* **TASK DIRECTIONS**:
The expected answer is the complete listing, reproduced character for character.
(INPUT FOR THIS TASK Opens)
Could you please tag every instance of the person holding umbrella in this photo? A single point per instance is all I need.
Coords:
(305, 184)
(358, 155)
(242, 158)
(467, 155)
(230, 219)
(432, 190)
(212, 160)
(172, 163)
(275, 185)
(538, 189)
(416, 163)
(INPUT FOR THIS TASK Closes)
* **ANSWER TO THE PROBLEM**:
Could you please tag every instance of the person holding umbrella in this photo? A single point per instance is all I need.
Coords:
(305, 184)
(358, 155)
(242, 158)
(467, 155)
(230, 219)
(432, 190)
(212, 160)
(172, 163)
(275, 185)
(538, 189)
(416, 163)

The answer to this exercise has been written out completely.